■ **Extracted information**:
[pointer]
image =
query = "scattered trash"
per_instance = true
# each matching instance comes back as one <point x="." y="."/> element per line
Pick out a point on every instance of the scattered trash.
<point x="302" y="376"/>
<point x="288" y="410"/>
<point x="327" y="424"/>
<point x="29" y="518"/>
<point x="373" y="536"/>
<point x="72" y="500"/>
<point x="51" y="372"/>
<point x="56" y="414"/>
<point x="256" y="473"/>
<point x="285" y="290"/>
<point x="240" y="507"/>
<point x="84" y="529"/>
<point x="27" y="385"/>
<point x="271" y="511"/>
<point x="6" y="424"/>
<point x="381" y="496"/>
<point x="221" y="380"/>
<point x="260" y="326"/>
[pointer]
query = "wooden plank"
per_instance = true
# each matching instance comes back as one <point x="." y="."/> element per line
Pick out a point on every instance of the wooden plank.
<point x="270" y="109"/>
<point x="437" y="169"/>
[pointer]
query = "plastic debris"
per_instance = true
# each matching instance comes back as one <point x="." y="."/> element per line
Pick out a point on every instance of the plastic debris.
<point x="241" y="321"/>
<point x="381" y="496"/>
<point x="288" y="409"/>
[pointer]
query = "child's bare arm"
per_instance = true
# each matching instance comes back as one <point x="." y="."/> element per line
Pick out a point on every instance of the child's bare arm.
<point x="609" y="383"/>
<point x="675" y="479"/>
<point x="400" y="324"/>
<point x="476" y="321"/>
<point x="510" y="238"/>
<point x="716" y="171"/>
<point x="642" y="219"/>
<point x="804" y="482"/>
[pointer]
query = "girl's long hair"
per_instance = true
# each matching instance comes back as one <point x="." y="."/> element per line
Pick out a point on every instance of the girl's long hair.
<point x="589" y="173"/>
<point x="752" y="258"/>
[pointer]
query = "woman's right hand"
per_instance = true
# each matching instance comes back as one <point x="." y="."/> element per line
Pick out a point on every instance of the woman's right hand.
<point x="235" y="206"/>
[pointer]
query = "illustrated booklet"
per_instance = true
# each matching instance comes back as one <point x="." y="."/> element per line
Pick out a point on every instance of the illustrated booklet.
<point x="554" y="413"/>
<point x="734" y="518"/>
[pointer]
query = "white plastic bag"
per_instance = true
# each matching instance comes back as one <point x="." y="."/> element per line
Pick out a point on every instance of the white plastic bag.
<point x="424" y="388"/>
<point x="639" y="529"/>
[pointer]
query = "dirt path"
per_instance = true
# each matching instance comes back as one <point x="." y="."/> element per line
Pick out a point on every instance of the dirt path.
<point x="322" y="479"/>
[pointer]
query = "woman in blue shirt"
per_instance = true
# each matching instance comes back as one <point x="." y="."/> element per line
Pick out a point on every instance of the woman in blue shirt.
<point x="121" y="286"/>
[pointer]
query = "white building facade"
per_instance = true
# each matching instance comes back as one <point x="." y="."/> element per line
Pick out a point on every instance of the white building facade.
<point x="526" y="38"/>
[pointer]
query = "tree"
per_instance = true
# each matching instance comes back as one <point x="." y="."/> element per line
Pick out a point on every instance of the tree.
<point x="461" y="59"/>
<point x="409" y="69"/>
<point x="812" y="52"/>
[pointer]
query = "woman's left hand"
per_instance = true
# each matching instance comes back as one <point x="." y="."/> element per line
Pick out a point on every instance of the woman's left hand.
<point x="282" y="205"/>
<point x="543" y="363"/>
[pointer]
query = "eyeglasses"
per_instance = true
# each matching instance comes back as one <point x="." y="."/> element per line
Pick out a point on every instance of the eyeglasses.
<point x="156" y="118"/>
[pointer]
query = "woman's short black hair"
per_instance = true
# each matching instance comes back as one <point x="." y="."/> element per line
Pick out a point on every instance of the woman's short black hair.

■ **Prompt**:
Output every record above a second time, exactly.

■ **Task answer**:
[pointer]
image =
query = "scattered trash"
per_instance = true
# each matching instance comes back as one <point x="." y="."/> element per line
Pick out a point on every instance of the scattered trash.
<point x="302" y="376"/>
<point x="288" y="410"/>
<point x="327" y="424"/>
<point x="29" y="518"/>
<point x="373" y="536"/>
<point x="72" y="500"/>
<point x="51" y="372"/>
<point x="56" y="414"/>
<point x="256" y="473"/>
<point x="285" y="290"/>
<point x="240" y="507"/>
<point x="84" y="529"/>
<point x="27" y="385"/>
<point x="271" y="511"/>
<point x="6" y="424"/>
<point x="381" y="496"/>
<point x="221" y="380"/>
<point x="260" y="326"/>
[pointer]
query = "wooden plank"
per_instance = true
# each matching instance comes back as one <point x="." y="."/> element per line
Pick out a point on every instance of the wooden plank.
<point x="270" y="109"/>
<point x="437" y="169"/>
[pointer]
query = "plastic debris"
per_instance = true
# each matching instance comes back as one <point x="." y="."/> element per line
Pick out a point on every instance of the plastic debris.
<point x="241" y="321"/>
<point x="381" y="496"/>
<point x="288" y="409"/>
[pointer]
query = "child's bare arm"
per_instance = true
# each matching instance comes back as one <point x="." y="."/> element per line
Pick out a point on every instance of the child's bare arm.
<point x="609" y="383"/>
<point x="675" y="479"/>
<point x="400" y="324"/>
<point x="476" y="321"/>
<point x="510" y="238"/>
<point x="716" y="171"/>
<point x="642" y="219"/>
<point x="804" y="482"/>
[pointer]
query = "girl's long hair"
per_instance = true
# each matching instance comes back as one <point x="." y="."/> element per line
Pick out a point on every instance of the girl's long hair.
<point x="589" y="173"/>
<point x="752" y="258"/>
[pointer]
query = "woman's right hand"
per_instance = true
# each matching instance comes back as one <point x="." y="."/> element per line
Pick out a point on every instance of the woman's right hand.
<point x="235" y="206"/>
[pointer]
query = "illustrated booklet"
per_instance = true
# each matching instance comes back as one <point x="." y="."/> element per line
Pick out a point on every instance of the illustrated booklet.
<point x="554" y="413"/>
<point x="734" y="518"/>
[pointer]
query = "white plastic bag"
per_instance = true
# each matching instance comes back as one <point x="." y="."/> element per line
Pick out a point on every instance of the white plastic bag.
<point x="424" y="388"/>
<point x="639" y="529"/>
[pointer]
query = "dirt path"
per_instance = true
# each matching instance comes back as one <point x="." y="."/> element per line
Pick out a point on every instance of the dirt path.
<point x="322" y="479"/>
[pointer]
query = "woman in blue shirt"
per_instance = true
# each matching instance comes back as one <point x="." y="."/> element per line
Pick out a point on every instance of the woman in blue shirt.
<point x="121" y="286"/>
[pointer]
query = "white building facade"
per_instance = true
# each matching instance comes back as one <point x="." y="."/> element per line
Pick out a point on every instance of the white building facade.
<point x="526" y="38"/>
[pointer]
query = "tree"
per_instance = true
# each matching instance comes back as one <point x="." y="."/> element per line
Pick out a point on every instance of the tree.
<point x="461" y="59"/>
<point x="409" y="69"/>
<point x="812" y="52"/>
[pointer]
query = "woman's left hand"
per_instance = true
# each matching instance comes back as one <point x="." y="."/> element per line
Pick out a point on every instance of the woman's left hand.
<point x="282" y="205"/>
<point x="543" y="363"/>
[pointer]
query = "eyeglasses"
per_instance = true
# each matching instance comes back as one <point x="." y="."/> element per line
Pick out a point on every instance of the eyeglasses.
<point x="156" y="118"/>
[pointer]
query = "woman's short black hair"
per_instance = true
# each matching instance comes back as one <point x="." y="."/> element per line
Pick out a point on every instance of the woman's short black hair.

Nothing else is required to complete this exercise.